Supplied text:
▽

InfoOOD: information bottleneck optimization for post hoc medical image out-of-distribution detection.
Authors
Affiliations (4)
Affiliations (4)
- Department of Medical Physics, University of Wisconsin-Madison, 1111 Highland Ave, Madison, Wisconsin, 53705, UNITED STATES.
- Faculty of Mathematics and Physics, University of Ljubljana, Jadranska ulica 19, Ljubljana, Ljubljana, 1000, SLOVENIA.
- Department of Medical Physics, University of Wisconsin-Madison, 1111 Highland Ave, Madison, Wisconsin, 53706-1314, UNITED STATES.
- Medical Physics, University of Wisconsin-Madison, 1111 Highland Ave, Madison, Madison, Wisconsin, 53705, UNITED STATES.
Abstract
Deep learning models are prone to failure when inferring upon out-of-distribution (OOD) data, i.e., data whose features fundamentally differ from those in the training set. Existing OOD measures often lack sensitivity to the subtle image variations encountered within clinical settings. In this work, we investigate a post hoc, information-based approach to OOD detection-termed InfoOOD-which iteratively quantifies the amount of embedded feature information that can be shared between the training data and test data without degrading the model output.

△

About this task:
Extend the InfoOOD abstract beyond its final sentence. The material that comes next is separate from the InfoOOD abstract.

Data section:
▽

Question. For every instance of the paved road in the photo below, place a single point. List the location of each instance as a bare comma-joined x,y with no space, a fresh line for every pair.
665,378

△

Response box:
Approach. Abdominal CT images from patients with metastatic liver lesions were used. A 3D U-Net was trained to segment liver organs and lesions using N=157 images. Physics-based artifacts-low dose, sparse view angles, and rings artifacts-were simulated on a separate set of N=40 test images at three intensity magnitudes. Segmentation performance and the ability of the InfoOOD measure to detect the artifact-induced OOD data were evaluated. An additional N=131 test images were used to assess the correlation between the InfoOOD measure and segmentation model performance metrics. In all evaluations, InfoOOD was compared with established embedded feature-based and reconstruction-based OOD detection methods. 
Results. Artifact simulation significantly degraded segmentation model performance across all artifact types and magnitudes (ρ<0.001), with model performance worsening as artifact magnitude increased. The InfoOOD measure consistently outperformed the embedded feature-based measures in detecting OOD data (e.g., AUC=0.93 vs. AUC=0.57 for the strong rings artifact) and surpassed the reconstruction-based measure across weak magnitude artifacts (e.g., AUC=0.75 vs. AUC=0.61 for the weak sparse view artifact). The InfoOOD measure also achieved stronger, negative correlations with segmentation performance metrics (e.g., ρ=-0.52 vs. ρ≥-0.11 for the lesion sensitivity metric). In both assessments, InfoOOD measure performance increased considerably with information bottleneck optimization iterations. 
Significance. This work introduces and validates a novel, highly sensitive, and clinically relevant information-theoretic approach for medical image OOD detection, supporting the safe deployment of deep learning models in clinical settings.